== EXERCISE INPUTS ==

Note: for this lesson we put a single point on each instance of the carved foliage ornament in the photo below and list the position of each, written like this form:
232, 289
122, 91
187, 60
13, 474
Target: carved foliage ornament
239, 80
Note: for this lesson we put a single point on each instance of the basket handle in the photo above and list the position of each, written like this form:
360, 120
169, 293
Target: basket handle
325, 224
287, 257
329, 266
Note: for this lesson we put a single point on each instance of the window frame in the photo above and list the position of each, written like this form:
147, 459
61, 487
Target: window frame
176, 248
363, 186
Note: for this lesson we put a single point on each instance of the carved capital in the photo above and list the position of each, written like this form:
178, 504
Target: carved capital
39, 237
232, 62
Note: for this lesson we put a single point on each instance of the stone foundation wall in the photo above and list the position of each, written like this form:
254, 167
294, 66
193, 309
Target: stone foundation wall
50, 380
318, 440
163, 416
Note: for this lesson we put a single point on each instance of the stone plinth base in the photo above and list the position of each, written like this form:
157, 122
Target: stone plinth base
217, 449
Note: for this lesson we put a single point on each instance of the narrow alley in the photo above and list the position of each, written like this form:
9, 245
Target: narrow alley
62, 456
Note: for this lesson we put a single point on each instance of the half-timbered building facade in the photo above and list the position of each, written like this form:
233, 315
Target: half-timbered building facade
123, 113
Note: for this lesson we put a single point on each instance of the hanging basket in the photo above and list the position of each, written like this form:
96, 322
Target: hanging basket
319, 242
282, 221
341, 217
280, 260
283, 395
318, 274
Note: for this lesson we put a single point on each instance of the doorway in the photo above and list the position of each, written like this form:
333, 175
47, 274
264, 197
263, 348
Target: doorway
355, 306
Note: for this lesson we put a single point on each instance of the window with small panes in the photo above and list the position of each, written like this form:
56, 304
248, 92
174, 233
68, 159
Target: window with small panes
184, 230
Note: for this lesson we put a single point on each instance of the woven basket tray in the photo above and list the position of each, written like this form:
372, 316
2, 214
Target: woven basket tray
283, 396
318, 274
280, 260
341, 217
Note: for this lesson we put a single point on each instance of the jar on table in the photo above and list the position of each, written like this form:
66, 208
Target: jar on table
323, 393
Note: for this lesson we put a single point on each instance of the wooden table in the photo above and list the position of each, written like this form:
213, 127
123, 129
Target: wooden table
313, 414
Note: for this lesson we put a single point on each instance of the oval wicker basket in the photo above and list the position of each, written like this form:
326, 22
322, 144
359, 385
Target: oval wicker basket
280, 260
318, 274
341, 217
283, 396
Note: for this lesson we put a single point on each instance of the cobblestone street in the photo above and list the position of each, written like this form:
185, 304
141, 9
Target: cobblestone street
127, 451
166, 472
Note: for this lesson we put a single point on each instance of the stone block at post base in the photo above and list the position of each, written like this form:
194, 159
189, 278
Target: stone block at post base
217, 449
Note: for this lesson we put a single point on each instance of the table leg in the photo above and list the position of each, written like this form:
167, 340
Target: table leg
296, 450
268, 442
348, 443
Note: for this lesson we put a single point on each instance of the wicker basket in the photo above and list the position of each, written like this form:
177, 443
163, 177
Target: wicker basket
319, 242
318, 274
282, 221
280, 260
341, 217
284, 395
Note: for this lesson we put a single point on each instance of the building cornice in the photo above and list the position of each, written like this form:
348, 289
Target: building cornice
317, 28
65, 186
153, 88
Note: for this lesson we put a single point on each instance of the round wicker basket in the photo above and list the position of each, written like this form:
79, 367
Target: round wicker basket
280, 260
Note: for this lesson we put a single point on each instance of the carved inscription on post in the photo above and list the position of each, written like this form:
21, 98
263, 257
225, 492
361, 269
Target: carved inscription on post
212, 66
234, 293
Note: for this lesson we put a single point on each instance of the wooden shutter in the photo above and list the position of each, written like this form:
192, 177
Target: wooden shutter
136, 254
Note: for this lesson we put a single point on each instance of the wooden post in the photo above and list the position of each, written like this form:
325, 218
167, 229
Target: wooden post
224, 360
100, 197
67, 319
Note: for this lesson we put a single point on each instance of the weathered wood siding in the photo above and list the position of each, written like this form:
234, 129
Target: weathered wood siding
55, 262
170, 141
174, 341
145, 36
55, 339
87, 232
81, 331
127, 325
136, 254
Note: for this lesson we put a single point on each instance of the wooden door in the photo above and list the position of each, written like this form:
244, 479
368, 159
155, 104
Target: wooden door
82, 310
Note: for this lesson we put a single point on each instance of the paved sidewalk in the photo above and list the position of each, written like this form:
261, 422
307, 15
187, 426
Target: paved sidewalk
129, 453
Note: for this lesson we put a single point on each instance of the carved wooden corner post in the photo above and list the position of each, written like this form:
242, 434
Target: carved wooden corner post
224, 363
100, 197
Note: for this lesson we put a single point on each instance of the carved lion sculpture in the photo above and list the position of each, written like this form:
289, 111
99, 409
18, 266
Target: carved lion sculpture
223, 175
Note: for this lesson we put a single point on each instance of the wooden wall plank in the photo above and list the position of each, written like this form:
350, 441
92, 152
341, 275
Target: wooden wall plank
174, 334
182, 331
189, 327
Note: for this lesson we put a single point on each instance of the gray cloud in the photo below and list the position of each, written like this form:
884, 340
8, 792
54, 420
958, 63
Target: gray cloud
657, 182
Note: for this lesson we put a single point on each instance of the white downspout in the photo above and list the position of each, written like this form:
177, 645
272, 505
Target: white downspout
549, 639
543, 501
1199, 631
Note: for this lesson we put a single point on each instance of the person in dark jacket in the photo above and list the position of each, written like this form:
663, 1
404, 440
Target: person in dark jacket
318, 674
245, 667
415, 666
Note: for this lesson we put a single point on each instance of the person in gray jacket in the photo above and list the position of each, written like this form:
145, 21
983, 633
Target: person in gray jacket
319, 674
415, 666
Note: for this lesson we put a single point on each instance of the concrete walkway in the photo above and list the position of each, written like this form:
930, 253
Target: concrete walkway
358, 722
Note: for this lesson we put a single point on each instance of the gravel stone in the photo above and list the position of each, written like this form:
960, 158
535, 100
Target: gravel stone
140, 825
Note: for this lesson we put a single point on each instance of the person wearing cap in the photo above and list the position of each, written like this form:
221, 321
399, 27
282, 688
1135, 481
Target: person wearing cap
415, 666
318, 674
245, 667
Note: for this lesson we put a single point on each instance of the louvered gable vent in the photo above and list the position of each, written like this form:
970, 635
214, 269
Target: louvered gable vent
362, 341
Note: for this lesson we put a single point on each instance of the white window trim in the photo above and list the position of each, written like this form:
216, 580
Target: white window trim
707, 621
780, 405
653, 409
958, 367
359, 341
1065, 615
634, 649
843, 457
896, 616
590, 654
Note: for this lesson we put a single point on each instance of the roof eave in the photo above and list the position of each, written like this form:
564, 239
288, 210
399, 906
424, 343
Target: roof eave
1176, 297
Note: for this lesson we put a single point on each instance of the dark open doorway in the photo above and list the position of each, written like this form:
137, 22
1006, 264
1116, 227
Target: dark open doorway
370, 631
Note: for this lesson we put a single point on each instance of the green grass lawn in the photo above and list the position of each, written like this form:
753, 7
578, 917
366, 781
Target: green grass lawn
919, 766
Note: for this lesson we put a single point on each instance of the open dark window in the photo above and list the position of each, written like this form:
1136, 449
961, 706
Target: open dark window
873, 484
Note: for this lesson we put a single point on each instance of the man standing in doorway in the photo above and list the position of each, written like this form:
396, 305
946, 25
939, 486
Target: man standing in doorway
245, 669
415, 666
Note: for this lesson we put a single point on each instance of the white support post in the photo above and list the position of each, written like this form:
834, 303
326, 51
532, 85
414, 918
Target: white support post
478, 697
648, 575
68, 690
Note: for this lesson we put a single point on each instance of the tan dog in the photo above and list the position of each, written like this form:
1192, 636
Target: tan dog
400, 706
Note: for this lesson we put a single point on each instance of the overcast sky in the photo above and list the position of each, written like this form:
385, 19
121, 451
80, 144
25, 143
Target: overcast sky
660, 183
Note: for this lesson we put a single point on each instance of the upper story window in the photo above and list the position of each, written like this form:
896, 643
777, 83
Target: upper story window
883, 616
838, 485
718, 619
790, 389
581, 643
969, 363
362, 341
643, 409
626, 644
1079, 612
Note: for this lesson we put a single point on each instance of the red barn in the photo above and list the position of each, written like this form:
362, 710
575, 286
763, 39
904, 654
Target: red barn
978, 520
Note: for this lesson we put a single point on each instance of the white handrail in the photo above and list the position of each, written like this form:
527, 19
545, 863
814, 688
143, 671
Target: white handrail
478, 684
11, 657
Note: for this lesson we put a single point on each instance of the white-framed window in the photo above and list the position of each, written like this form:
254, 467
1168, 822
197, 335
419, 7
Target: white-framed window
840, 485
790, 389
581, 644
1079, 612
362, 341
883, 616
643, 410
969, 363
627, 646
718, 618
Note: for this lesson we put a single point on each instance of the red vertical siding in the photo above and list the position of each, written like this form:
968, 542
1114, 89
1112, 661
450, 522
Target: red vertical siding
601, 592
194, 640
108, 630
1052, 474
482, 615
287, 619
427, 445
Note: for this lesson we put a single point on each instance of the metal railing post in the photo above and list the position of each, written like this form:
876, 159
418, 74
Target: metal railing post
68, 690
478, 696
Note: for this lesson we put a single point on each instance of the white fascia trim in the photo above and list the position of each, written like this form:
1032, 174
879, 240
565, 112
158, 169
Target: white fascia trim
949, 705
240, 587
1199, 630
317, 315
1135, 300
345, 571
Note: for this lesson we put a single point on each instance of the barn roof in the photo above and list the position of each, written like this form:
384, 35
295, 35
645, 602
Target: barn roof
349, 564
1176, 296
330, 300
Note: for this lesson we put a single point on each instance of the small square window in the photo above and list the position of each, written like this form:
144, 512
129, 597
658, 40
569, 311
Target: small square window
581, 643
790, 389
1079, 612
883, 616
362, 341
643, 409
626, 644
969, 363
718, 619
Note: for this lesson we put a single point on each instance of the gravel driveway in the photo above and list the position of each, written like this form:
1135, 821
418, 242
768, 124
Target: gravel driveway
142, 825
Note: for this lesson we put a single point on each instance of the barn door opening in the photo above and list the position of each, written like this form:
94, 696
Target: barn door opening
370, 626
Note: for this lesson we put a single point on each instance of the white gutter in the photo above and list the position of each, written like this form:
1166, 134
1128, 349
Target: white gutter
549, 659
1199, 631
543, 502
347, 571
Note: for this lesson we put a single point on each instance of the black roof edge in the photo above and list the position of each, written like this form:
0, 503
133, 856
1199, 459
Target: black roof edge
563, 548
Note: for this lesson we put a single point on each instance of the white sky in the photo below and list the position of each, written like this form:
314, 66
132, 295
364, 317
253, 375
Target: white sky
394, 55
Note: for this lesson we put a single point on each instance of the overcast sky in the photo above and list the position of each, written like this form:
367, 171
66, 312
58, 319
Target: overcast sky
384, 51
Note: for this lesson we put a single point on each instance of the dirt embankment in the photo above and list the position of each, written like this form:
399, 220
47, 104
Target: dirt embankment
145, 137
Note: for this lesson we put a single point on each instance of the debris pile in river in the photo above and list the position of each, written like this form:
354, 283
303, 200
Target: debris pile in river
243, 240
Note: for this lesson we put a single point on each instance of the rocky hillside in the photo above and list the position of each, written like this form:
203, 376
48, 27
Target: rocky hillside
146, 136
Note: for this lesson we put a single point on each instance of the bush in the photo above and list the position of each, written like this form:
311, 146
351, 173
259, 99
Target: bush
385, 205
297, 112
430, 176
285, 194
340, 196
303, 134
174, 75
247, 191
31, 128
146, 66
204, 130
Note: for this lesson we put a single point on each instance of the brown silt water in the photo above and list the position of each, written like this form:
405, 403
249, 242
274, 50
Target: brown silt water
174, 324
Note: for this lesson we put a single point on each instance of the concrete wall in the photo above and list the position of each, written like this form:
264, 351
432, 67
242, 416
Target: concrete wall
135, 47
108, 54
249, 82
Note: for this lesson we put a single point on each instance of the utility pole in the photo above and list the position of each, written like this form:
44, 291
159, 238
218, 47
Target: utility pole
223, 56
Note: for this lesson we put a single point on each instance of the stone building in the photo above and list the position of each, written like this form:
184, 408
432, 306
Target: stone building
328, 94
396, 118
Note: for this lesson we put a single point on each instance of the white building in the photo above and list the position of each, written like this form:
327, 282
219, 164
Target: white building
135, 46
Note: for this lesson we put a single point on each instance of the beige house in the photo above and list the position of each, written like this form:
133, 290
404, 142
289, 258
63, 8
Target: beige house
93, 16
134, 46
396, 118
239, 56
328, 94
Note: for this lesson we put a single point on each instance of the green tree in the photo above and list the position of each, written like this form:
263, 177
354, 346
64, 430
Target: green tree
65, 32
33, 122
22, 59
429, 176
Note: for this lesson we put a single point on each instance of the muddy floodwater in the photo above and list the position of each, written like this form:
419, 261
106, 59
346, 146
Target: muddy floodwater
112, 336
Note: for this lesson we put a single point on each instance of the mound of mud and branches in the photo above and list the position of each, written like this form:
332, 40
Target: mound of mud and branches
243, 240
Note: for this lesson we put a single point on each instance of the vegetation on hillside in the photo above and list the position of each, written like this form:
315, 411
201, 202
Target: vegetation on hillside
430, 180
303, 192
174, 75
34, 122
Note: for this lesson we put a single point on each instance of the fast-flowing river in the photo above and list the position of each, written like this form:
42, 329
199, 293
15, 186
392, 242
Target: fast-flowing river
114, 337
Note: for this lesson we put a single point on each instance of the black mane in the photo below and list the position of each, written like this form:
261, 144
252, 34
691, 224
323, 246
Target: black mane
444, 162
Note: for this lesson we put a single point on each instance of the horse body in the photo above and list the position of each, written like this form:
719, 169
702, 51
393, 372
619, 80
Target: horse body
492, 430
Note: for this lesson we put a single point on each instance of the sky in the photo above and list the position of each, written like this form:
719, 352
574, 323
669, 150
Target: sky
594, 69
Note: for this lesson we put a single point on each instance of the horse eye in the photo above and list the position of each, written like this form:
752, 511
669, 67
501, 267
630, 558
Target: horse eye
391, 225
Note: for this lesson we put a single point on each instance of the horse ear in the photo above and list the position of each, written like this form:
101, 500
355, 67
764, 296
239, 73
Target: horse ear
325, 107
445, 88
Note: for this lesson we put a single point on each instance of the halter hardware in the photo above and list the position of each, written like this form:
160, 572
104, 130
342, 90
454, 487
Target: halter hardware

===

- WHAT TO DO
Starting at the line containing "of the halter" and ending at the end of the material, reproduce those lines, substituting "fittings" for "hardware" and leaving everything else unchanged.

- TASK SOLUTION
Note: for this lesson we put a single point on each instance of the halter fittings in the photo above and list the position of each, written like this form:
160, 572
104, 130
342, 90
454, 487
Target: halter fittings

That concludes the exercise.